Anleger erwarten Zinssenkung durch die Europäische Zentralbank
Die europäische Investmentlandschaft blickt gespannt auf die nächste Woche, wenn die Europäische Zentralbank (EZB) voraussichtlich ihren Leitzins senken wird. Nachdem die EZB im Juni von ihrem Rekordhoch von 4 Prozent den Zinssatz gesenkt hatte, blieb ein weiterer Schritt im Juli aus, da die Inflation im Dienstleistungssektor mit über 4 Prozent ein Anliegen darstellte. Der Swaps-Markt hat nun jedoch eine Senkung auf 3,5 Prozent bei der Sitzung am Donnerstag vollständig eingepreist.
Seit der letzten Sitzung der EZB ist die Inflation im August auf ein Zweijahrestief von 2,2 Prozent gefallen, mit größeren als erwarteten Rückgängen in Deutschland und Spanien. Dennoch stieg die Inflation im Dienstleistungssektor der Eurozone auf 4,2 Prozent an, was einige Ökonomen auf die Auswirkungen der Olympischen Spiele in Paris zurückführen.
"Mit den neuesten Inflationsdaten aus der Eurozone ist eine Zinssenkung bei der nächsten Sitzung der Europäischen Zentralbank fast sicher geworden", erklärte Carsten Brzeski, globaler Leiter des Makroteams bei ING. Er argumentierte, dass die EZB angesichts der näher rückenden Inflationsrate von 2 Prozent und stabiler längerfristiger Inflationsprognosen genügend Gründe habe, den restriktiven Kurs der Geldpolitik weiter zu lockern.

Was zu tun ist
A) Beantworten Sie anhand des Auszugs über die erwartete EZB-Zinssenkung diese Fragen.
(i) Auf welchen Zinssatz hat der Swaps-Markt eine Senkung bei der Sitzung am Donnerstag eingepreist?
(ii) Auf welchen Wert ist die Inflation im August gefallen?
(iii) Welche Position hat Carsten Brzeski bei ING inne?
B) Schreiben Sie den Teil des Auszugs über die erwartete EZB-Zinssenkung ab, beginnend bei „Seit der letzten“ und endend bei „in Paris zurückführen.“.
Die nachstehenden Zeilen werden hier nicht benötigt.

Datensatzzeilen
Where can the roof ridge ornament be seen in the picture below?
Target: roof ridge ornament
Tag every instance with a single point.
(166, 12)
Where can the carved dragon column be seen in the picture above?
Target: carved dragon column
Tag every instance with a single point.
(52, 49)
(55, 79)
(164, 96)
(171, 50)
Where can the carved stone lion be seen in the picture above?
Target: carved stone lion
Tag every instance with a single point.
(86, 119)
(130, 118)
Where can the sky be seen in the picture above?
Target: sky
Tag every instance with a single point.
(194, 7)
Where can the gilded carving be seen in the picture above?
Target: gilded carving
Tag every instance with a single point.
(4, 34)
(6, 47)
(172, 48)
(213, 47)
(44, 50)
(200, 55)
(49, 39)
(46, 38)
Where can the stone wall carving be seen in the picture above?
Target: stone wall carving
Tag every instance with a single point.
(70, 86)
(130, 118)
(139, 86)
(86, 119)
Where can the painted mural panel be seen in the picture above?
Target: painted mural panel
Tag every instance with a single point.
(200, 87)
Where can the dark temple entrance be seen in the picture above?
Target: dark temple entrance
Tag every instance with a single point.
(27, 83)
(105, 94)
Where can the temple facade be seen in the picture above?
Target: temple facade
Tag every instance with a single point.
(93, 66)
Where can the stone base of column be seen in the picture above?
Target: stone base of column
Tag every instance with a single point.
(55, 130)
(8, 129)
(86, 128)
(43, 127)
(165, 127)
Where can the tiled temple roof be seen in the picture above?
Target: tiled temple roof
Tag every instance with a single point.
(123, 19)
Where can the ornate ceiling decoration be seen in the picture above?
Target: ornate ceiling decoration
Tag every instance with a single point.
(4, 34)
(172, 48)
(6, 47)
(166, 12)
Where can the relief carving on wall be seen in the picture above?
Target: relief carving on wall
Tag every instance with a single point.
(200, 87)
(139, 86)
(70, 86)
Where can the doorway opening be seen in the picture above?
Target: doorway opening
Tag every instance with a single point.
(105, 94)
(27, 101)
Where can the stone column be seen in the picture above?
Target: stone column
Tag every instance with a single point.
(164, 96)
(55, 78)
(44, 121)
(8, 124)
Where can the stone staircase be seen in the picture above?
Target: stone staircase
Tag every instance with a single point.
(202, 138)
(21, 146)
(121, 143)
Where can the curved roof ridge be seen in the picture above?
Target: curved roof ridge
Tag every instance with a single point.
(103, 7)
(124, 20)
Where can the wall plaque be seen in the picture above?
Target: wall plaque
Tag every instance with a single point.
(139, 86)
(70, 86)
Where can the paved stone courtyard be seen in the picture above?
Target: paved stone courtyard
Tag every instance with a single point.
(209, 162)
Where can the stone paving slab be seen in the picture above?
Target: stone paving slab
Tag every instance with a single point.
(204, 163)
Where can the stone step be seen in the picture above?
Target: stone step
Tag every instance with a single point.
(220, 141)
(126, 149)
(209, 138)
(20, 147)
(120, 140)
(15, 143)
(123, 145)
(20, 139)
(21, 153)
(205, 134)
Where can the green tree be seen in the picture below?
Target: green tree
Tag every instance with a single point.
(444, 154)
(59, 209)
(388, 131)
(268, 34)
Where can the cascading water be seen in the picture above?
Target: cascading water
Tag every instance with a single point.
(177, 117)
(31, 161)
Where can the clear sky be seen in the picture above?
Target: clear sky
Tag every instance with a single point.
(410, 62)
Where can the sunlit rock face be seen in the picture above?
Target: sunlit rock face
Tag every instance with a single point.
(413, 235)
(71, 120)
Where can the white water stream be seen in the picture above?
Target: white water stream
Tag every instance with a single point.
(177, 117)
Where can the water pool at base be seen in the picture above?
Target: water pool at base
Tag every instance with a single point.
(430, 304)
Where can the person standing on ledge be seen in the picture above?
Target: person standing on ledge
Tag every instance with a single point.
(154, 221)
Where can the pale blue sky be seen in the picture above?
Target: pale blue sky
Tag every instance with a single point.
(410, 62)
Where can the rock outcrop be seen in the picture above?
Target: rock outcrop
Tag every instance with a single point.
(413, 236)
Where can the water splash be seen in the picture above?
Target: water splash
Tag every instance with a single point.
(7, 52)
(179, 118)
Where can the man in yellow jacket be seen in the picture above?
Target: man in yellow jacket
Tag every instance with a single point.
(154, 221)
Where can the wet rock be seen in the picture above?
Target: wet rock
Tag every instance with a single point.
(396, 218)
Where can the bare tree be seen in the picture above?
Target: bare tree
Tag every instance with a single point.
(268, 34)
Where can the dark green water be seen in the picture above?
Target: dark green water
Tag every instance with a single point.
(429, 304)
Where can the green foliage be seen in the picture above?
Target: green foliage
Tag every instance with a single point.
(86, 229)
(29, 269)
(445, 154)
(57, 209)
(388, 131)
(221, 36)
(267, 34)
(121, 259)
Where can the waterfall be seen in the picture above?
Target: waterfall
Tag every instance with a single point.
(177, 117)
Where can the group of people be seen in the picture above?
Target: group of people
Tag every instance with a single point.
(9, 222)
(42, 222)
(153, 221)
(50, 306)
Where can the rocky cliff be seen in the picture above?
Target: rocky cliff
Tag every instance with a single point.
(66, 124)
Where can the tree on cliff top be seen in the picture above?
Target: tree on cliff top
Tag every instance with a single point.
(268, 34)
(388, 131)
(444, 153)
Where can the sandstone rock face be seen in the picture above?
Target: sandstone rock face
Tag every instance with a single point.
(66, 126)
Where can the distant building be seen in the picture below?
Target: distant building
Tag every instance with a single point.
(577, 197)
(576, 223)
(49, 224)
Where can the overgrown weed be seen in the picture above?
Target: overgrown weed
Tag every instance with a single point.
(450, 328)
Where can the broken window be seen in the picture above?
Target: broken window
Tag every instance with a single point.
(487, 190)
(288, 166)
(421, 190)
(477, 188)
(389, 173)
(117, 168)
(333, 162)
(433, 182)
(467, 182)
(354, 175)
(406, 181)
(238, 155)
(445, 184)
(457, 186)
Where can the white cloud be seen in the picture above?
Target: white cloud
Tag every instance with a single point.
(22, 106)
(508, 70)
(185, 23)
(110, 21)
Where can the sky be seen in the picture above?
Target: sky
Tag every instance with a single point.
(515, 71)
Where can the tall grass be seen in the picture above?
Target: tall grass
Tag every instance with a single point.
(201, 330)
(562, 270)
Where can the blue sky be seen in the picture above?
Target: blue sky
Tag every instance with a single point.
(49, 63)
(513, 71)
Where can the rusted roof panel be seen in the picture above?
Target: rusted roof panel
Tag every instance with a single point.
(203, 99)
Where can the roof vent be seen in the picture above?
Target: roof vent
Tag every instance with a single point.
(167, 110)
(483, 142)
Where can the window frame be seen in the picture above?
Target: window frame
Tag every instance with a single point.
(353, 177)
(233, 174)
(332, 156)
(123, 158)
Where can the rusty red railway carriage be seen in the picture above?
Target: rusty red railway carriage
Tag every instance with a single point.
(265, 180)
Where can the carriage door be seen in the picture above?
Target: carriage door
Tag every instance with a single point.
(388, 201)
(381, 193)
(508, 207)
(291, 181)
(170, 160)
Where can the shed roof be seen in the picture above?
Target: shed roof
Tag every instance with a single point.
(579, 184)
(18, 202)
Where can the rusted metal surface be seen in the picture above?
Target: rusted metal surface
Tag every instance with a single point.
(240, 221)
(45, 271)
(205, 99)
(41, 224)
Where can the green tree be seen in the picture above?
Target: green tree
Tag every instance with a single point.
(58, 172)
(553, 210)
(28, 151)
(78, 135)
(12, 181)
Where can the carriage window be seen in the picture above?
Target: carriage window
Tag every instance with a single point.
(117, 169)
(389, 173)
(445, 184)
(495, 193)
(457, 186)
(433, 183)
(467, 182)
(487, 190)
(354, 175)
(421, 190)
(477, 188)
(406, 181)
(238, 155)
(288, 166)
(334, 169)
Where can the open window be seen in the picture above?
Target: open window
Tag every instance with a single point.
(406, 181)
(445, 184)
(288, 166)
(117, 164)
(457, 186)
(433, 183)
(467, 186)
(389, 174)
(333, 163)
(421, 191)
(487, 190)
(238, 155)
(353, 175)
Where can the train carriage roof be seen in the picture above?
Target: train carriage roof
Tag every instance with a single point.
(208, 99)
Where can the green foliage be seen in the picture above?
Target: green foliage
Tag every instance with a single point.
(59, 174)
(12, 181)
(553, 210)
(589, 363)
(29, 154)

* * *

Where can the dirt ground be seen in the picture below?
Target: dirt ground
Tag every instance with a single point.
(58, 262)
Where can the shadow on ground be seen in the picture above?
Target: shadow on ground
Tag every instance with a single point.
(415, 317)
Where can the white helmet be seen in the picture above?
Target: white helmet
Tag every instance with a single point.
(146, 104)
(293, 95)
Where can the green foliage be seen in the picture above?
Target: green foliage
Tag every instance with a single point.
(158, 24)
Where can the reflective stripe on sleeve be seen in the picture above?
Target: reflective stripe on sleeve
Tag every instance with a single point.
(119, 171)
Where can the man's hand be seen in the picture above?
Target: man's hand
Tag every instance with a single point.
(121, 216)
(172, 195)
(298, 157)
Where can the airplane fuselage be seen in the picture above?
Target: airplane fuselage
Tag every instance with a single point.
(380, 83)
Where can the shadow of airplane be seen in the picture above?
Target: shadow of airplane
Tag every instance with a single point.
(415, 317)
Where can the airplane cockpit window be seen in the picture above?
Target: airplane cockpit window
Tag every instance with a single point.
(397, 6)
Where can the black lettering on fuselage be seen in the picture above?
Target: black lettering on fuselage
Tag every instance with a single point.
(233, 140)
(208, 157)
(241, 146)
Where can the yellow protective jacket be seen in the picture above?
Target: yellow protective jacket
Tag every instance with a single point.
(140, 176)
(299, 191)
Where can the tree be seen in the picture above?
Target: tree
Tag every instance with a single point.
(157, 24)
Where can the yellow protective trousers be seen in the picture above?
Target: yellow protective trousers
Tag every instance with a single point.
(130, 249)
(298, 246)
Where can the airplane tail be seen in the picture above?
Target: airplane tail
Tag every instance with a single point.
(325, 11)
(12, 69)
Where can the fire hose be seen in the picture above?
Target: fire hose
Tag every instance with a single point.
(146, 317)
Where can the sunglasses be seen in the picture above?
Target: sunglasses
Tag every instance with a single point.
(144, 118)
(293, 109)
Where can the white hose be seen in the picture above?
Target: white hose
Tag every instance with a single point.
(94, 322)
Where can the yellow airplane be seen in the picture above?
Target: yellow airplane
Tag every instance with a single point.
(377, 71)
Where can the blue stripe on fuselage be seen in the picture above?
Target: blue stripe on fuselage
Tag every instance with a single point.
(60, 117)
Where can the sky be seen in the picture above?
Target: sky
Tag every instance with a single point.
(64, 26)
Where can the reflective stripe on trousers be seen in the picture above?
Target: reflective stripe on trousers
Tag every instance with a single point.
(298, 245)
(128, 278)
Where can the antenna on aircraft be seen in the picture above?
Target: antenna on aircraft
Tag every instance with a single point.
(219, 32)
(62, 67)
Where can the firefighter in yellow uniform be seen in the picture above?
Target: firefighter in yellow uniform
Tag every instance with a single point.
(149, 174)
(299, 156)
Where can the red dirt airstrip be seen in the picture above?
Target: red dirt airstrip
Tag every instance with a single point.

Lösungen zur Übung
A)
(i) 3,5 Prozent
(ii) 2,2 Prozent, ein Zweijahrestief
(iii) Globaler Leiter des Makroteams

B)
Seit der letzten Sitzung der EZB ist die Inflation im August auf ein Zweijahrestief von 2,2 Prozent gefallen, mit größeren als erwarteten Rückgängen in Deutschland und Spanien. Dennoch stieg die Inflation im Dienstleistungssektor der Eurozone auf 4,2 Prozent an, was einige Ökonomen auf die Auswirkungen der Olympischen Spiele in Paris zurückführen.